**WHAT YOU ARE ASKED TO DO**
Repeat word for word the lines from the one containing "of the green" through the one containing "x=763, y=566", both ends included.

**DATA PROVIDED**

- - -

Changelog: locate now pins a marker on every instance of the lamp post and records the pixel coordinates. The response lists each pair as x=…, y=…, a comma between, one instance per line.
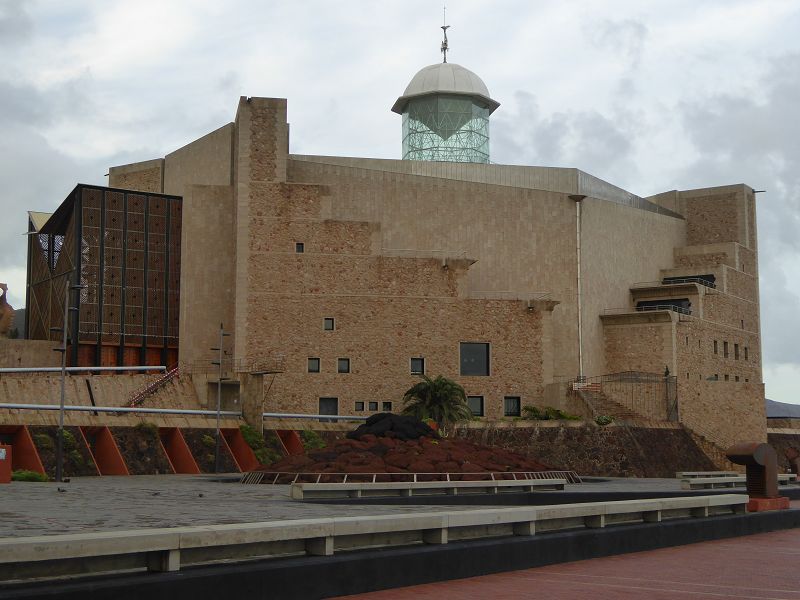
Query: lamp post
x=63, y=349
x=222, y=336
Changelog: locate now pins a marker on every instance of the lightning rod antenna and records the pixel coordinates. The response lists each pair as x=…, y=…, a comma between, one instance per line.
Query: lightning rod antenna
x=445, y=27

- - -

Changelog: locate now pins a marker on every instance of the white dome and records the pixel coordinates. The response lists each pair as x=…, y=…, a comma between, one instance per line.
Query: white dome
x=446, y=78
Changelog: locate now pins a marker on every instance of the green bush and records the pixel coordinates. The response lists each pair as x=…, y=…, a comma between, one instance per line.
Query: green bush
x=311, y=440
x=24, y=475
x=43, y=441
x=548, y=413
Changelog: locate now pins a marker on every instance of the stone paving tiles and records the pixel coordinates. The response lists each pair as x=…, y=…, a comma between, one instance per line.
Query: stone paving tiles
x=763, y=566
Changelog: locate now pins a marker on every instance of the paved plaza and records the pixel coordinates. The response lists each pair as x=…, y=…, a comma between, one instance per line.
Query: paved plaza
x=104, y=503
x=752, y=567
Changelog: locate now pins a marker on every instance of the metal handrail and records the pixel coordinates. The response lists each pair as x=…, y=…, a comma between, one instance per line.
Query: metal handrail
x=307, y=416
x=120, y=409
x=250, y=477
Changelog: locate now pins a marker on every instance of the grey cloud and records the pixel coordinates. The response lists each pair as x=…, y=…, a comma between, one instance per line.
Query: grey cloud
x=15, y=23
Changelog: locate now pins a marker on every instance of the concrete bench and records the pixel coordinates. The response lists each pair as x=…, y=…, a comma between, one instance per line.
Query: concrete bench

- - -

**TASK OUTPUT**
Changelog: locate now pins a marker on every instance of the green bush and records the pixel coordinates. The response lists each pair as x=…, y=…, a comma between, one instance per line.
Query: green bush
x=311, y=440
x=24, y=475
x=43, y=441
x=548, y=413
Changelog: locate now pins a marker on every instance of the stone paving tiles and records the pixel coordinates. The response lists each pair as x=…, y=…, a comma between, one instance per line.
Query: stone paving tiles
x=763, y=566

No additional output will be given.